- 実施タスク
a – 空気神社の記事に氏名が登場する人物を、記事中の肩書きとともにすべて列挙せよ。
b – 空気神社の記事に基づき、次の問いに答えよ。
(i) 空気神社が山中に完成したのは何年か。
(ii) 松下精工が建立資金として寄付した金額はいくらか。
(iii) 朝日町が「空気の日」と定めた日付はいつか。
c – 空気神社の記事を、末尾の文の次から書き継げ。

- 提供テキスト
空気をまつる山形県朝日町の「空気神社」を全国に発信しようと、空調メーカー2社が町とそれぞれ結束を強めている。ダイキン工業(大阪市)が先駆けとなり、今月はパナソニック(大阪府門真市)の社内カンパニー「空質空調社」が町との連携を発表した。消費者に空気への関心を高めてもらうとともに、社のイメージの向上につなげる狙いがある。
空質空調社の道浦正治社長らは9日、朝日町と共同で記者会見を開き、事業案を説明した。温度や湿度などを技術で調整し、町外で空気神社周辺の空気を体験できるイベントを随時実施する。町内の子供たち向けには空気の大切さを伝える「空気教室」を開く。
空気神社は町民が町内の良好な空気に感謝しようと考案。1990年に標高約630メートルの山中に完成した。敷地に地下本殿、空と木々を映す縦横5メートルのステンレス鏡板を設置。宗教性がない「環境のシンボル」として知られるようになった。
松下精工(現パナソニックエコシステムズ)は神社の趣旨に賛同し、建立資金として100万円を寄付した。ただ、当時は換気扇製造・販売の事業が中心だったため、町との接点は約30年間途絶えていたという。
空質空調社の小笠原卓副社長は会見で「(当社の発足で)換気と空調の事業が一緒になり、やっと(会社として)空気を語れる時代が来た」と意気込んだ。
町は空気神社の建立を機に6月5日を「空気の日」と定めており、「環境の町」を目指す上で、企業の力も借りたい考えだ。鈴木浩幸町長は「気象災害の激甚化などで今まで以上に環境保全が求められる。空気と、それを生む自然の大切さを発信したい」と語る。
ダイキン工業は2006年から、空気神社の写真を事業所に張り出したり、東京のショールームに模擬参拝できる場を用意したりして、朝日町と交流を続けてきた。空気清浄機事業の撤退危機に陥っていた頃に社員が空気神社で参拝したのをきっかけに、社内で商売繁盛祈願が恒例化したという。

[ポインティングデータセット抜粋]
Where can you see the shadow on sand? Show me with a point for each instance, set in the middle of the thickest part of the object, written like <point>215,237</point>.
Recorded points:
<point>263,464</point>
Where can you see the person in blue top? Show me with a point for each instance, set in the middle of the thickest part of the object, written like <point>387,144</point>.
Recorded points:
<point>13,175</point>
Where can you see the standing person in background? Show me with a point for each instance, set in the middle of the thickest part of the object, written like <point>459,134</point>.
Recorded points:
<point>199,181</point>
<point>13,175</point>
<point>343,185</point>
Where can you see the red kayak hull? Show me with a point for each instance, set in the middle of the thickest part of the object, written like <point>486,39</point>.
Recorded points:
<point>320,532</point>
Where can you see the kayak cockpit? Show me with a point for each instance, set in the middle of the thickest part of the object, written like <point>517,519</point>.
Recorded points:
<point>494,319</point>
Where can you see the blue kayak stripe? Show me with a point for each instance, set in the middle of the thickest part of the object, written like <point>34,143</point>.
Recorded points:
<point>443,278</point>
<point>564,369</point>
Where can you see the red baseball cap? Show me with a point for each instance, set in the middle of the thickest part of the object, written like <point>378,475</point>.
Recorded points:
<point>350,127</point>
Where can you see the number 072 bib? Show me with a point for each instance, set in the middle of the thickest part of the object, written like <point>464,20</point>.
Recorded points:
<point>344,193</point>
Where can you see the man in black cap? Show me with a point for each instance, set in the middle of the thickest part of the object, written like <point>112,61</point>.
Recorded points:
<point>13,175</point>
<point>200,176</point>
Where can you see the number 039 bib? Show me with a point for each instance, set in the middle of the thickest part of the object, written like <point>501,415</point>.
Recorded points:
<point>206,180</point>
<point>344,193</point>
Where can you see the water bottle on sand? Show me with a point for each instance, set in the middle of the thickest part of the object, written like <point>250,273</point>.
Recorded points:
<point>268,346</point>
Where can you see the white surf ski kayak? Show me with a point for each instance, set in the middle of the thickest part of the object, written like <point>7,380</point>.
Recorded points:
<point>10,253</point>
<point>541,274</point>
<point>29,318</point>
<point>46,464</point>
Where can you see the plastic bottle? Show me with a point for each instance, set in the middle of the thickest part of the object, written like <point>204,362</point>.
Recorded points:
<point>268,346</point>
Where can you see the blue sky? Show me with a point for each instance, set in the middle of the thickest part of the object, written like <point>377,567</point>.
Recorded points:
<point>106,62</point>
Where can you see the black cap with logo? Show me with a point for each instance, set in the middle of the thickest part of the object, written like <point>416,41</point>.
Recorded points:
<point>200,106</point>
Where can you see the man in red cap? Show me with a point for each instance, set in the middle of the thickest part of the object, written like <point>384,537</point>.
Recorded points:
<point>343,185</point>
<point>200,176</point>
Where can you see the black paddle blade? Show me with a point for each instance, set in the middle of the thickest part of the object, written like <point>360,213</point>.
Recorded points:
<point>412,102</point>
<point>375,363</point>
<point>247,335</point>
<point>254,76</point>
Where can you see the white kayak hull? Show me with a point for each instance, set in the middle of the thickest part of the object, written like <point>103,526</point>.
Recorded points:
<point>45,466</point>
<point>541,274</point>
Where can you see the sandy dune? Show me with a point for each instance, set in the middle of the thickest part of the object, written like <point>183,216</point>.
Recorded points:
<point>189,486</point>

- 演習結果
a –
道浦正治(空質空調社の社長)
小笠原卓(空質空調社の副社長)
鈴木浩幸(朝日町の町長)

b –
(i) 1990年
(ii) 100万円
(iii) 6月5日

c –
同社が主催するイベント会場で町の物産展を開くなど、町の産業活性化でも協力する。ダイキン工業の広報担当者は「互いのPRだけではなく、心の交流が続いていると考えている」と述べ、今後も引き続き連携する考えを示した。
山形のPM2・5濃度、4年連続全国最良
空質空調社が山形県朝日町との連携に動いた背景には、山形県内の微小粒子状物質「PM2.5」濃度が低く、大気汚染の優等生だという事情がある。県の集計によると、県内のPM2.5濃度の年平均値は、2016年度から19年度まで4年連続で全国で最も低かった。
PM2.5濃度は法律に基づき、全国約800カ所で観測している。県内では県と山形市が計11カ所で実施し、19年度の年平均値は1立方メートル当たり5.7マイクログラム。2位の北海道(6.9マイクログラム)、3位の石川県(7.2マイクログラム)を大きく下回った。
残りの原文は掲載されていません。